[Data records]
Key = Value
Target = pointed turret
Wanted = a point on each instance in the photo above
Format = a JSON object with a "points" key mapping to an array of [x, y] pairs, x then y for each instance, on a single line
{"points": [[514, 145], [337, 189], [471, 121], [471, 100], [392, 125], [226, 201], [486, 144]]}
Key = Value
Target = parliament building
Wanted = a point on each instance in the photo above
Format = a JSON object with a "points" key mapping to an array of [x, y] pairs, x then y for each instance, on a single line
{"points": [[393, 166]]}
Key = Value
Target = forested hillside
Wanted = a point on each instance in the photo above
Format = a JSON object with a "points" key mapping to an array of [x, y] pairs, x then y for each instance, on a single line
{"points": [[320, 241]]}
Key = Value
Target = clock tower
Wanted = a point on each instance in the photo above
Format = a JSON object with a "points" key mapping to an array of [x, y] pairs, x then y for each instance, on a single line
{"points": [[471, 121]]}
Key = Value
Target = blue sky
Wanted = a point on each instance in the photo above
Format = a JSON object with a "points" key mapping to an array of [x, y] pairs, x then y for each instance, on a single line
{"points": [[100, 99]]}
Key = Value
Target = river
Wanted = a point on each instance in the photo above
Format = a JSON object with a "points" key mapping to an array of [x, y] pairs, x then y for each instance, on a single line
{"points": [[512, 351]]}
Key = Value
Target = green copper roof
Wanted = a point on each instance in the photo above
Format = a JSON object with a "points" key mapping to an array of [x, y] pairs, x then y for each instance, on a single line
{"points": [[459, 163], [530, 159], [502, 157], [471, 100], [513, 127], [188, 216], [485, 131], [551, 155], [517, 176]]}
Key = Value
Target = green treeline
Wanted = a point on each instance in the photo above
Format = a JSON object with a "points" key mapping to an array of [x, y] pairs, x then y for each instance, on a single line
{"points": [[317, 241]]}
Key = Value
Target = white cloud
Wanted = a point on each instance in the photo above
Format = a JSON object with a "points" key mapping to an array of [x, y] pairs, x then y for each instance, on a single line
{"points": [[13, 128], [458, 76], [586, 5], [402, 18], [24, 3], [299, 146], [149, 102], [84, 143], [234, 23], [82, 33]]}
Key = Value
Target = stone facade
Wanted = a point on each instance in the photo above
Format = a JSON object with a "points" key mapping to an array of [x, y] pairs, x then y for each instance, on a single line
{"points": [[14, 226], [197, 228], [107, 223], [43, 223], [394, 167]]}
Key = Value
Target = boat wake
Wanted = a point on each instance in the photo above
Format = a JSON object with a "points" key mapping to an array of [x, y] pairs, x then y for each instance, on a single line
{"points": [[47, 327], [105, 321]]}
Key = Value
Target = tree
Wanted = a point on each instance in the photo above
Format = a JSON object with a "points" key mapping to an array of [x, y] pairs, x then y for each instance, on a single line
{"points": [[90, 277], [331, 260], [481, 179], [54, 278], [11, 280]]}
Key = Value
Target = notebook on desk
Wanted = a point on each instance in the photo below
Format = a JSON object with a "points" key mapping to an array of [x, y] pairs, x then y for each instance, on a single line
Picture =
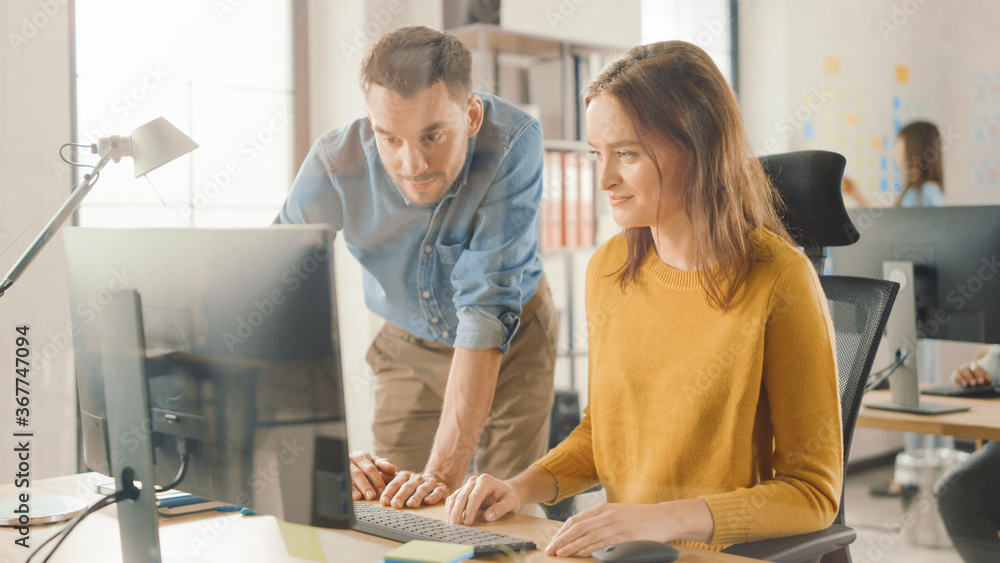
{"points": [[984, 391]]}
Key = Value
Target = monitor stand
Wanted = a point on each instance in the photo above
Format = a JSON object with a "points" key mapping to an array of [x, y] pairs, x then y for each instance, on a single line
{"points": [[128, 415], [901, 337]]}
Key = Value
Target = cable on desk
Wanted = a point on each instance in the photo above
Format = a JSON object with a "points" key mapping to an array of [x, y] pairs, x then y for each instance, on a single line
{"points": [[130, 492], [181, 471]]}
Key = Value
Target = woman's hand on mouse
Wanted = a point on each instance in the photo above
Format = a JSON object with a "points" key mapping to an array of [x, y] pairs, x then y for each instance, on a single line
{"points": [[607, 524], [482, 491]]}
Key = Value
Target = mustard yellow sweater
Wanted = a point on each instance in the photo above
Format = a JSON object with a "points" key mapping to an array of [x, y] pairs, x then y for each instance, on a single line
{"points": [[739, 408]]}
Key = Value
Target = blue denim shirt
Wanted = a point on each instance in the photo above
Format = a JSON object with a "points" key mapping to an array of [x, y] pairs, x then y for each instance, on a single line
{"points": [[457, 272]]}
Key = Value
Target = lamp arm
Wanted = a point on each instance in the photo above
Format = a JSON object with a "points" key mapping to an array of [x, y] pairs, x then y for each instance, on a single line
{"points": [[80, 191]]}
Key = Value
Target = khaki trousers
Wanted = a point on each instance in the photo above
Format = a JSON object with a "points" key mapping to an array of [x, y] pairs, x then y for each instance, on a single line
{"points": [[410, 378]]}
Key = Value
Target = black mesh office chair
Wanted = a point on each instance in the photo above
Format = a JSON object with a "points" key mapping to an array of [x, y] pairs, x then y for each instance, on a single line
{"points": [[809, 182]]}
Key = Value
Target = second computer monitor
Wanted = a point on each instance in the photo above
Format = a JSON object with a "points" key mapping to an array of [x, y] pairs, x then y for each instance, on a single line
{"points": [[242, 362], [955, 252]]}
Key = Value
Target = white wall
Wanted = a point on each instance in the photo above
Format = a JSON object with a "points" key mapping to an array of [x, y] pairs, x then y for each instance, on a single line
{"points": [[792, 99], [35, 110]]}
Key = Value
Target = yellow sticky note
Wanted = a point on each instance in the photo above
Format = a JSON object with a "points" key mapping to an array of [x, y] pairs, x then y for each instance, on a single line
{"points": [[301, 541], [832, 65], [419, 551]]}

...

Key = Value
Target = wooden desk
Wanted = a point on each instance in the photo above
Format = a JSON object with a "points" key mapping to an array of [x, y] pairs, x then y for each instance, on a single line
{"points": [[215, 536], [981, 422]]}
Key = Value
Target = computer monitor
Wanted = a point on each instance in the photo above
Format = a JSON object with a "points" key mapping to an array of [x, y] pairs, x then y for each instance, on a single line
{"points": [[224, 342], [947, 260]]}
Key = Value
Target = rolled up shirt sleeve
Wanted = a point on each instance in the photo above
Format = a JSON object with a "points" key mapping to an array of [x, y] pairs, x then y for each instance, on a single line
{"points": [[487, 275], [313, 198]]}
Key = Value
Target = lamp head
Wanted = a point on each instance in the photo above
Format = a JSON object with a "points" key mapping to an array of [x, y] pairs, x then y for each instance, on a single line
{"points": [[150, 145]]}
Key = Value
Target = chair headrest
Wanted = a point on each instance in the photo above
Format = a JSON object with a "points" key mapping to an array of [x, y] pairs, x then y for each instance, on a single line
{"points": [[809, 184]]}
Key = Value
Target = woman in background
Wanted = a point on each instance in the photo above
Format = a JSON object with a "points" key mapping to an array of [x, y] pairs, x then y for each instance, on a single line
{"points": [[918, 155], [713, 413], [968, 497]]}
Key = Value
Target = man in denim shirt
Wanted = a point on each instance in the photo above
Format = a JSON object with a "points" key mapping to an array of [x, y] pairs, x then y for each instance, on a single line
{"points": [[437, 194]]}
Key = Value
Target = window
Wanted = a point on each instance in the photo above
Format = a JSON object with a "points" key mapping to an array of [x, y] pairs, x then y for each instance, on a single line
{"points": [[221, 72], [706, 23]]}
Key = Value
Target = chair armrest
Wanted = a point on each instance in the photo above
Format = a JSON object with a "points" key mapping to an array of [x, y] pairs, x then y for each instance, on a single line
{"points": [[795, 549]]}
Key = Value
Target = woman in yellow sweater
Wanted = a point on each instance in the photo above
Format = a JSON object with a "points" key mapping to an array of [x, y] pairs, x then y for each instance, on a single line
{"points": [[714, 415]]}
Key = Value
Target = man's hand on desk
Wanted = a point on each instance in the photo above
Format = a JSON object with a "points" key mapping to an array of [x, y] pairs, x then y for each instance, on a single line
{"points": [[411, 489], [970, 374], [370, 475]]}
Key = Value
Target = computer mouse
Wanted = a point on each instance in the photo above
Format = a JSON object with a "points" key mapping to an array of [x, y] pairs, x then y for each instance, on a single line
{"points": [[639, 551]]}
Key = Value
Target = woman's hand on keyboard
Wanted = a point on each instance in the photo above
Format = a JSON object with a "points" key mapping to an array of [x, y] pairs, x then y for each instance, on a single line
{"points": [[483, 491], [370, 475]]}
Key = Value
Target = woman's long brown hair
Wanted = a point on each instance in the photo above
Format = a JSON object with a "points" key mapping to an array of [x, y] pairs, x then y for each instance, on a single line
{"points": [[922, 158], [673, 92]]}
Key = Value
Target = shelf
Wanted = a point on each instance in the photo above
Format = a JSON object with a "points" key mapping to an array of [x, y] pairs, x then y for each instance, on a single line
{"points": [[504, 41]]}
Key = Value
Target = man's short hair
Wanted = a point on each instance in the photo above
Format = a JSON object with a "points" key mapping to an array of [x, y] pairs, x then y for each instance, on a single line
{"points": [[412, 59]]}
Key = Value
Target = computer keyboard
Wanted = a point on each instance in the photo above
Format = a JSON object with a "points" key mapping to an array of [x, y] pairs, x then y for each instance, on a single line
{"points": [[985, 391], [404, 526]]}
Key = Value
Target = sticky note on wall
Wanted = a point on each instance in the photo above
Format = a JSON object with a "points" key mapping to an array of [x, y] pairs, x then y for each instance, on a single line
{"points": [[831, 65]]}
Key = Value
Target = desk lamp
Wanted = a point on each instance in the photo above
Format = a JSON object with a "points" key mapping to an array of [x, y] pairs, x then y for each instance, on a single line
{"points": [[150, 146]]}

...

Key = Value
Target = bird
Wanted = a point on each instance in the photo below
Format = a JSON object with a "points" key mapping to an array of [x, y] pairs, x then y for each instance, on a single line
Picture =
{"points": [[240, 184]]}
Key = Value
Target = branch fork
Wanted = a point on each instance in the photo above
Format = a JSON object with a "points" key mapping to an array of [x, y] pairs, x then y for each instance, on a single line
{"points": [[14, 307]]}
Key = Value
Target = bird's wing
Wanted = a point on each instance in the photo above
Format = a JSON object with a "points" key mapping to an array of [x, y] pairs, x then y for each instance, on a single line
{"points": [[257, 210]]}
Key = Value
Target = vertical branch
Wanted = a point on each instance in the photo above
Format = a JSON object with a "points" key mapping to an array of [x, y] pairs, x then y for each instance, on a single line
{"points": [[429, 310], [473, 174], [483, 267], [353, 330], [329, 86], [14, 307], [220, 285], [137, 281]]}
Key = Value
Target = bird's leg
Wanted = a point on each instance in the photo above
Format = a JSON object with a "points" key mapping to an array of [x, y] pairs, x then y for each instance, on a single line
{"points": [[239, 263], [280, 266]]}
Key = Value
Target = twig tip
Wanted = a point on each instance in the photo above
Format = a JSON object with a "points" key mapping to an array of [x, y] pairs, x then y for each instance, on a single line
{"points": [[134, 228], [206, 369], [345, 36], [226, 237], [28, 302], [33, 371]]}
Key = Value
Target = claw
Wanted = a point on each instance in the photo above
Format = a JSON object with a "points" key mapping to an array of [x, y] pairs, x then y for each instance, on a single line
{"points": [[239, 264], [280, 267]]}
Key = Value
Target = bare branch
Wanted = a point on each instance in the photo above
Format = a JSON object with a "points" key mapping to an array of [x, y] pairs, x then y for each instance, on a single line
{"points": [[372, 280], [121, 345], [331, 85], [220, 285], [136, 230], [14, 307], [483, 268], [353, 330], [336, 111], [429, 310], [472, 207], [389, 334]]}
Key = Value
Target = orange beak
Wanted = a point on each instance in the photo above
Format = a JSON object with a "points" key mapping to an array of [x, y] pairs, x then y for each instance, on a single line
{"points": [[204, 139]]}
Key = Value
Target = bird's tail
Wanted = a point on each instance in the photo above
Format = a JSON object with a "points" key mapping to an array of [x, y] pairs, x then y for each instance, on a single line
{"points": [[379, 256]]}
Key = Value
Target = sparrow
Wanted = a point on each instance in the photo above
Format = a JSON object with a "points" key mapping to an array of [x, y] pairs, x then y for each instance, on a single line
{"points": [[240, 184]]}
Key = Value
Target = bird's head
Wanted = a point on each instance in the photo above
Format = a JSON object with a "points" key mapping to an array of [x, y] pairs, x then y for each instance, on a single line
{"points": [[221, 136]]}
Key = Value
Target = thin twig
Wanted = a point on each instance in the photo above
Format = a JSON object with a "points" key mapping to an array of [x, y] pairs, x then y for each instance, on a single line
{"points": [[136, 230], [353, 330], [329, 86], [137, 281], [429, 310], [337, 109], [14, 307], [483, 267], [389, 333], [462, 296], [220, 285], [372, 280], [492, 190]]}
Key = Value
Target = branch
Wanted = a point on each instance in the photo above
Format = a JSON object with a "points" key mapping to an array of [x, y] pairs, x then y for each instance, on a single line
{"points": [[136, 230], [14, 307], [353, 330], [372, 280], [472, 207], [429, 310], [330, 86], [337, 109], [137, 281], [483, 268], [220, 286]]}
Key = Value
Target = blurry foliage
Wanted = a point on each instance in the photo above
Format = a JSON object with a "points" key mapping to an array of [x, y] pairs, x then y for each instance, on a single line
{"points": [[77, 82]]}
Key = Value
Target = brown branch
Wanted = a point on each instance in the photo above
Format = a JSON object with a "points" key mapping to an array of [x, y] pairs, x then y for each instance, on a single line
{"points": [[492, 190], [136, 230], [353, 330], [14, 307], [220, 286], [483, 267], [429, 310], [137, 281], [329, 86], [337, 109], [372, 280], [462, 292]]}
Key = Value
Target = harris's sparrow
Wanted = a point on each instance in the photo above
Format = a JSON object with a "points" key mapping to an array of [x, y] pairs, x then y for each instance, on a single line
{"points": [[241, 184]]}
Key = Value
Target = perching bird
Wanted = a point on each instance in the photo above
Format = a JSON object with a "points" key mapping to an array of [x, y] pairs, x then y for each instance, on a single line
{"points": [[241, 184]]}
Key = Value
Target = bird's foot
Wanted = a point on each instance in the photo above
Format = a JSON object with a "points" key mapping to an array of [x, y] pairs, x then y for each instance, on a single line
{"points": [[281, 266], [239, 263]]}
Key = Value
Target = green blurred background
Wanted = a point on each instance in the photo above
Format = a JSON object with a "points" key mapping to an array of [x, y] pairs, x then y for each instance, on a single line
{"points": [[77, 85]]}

» **Your task**: Lines containing "keyboard": tally them across the records above and give the total alone.

» **Solved problem**: 2